> **THE TASKS**
1. Answer each of the following from the comment thread on the immigration bill.
(a) In the comment posted at 5:02 am, which party is said to have backed the bill by an overwhelming majority?
(b) Which two politicians does the 8:03 am comment name as examples of elitist hauteur?
(c) Who does the 9:06 am comment demand should step down as the face of the GOP?
2. Carry on the comment thread on the immigration bill, picking up after its final comment.

> **SELECTED TEXT**

This isn’t a partisan problem. It’s an elitism problem. The powers thought the stupid provincials would shut up and do as they were told. Wrong. We’re not dumb, and the GOP may be witnessing the start of a series of corrective actions by the voters who are determined to reclaim their party from elitist moderate liberals.

Jun 29, 2007 - 5:02 am 2. danipt99:

This immigration bill was backed by an overwhelming Democratic majority - will they “spin” this outcome to advance their party….sure they will. It was a win-win situation for the Democrats. If it was passed - they had millions of potential “new” voters - if it wsan’t passed - they blame the GOP. Pathetic politics is all…

Jun 29, 2007 - 7:15 am 3. marisa elise:

dave catbones nails it! I can never believe how out of touch our politicians and upper class are.
They import thousands of Burundis, for example, but do you think the elites live anywhere near the trouble the elites import and think up?

one example of millions…. oh Lord, for an honest politician!?!

Jun 29, 2007 - 8:03 am 4. Gilbert Brahms:

2008 will be a hard year for any Republican congressional candidate who has displayed the kind of elitist hauteur of a Trent Lott or Lynsey Graham, but don’t think conservatives are going to risk placing the Hildabeast in the White House. Resentment will not run to such suicidal depths.

Jun 29, 2007 - 9:06 am 5. Carole:

Demand that Mel Martinez step down as the face of the GOP…Demand money from any contributions etc. be returned.

> **AVAILABLE DATA**
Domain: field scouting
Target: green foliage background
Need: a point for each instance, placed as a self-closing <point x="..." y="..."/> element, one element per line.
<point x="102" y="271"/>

> **EXERCISE RESULTS**
1.
(a) The Democrats.
(b) Trent Lott and Lynsey Graham.
(c) Mel Martinez.

2.
Jun 29, 2007 - 9:33 am 6. M. A. George:

Oh, boy. Do they really think we will forget the insults and slanders so casually tossed out at us? They are counting on the proverbial short attention span of the American voter. Not this time, pal. Lott and Graham and their ilk have disgusted us so thoroughly that their infamy is burned into our provincial little Republican souls. Now, we know what they really think of those who have voted for them, supported them, and taken endless bull-cr*p for them. No more.

Jun 29, 2007 - 9:59 am 7. El_Cid:

I suggest everyone keep hammering at the border issue. The president (I left it with small p deliberately)had the audacity to tell the Congress to get its act together and give the people what they want .Unbelievable!! Am I having a lucid dream or what?
He is the C.E.O of the executive branch of government and has a duty to execute the laws on the books.! Congress does not execute He does. Chertoff should have been at the border with binoculars instead of worrying about the price of a head of lettuce and skateboarding thru the Senate trying to convince other Senators everything is ok. This scenario is laughable even though I know its serious.

I cannot believe he and his transnational cabal of senators think we are still uninformed. The Jig is up. We know, we listen, we watch, we learn.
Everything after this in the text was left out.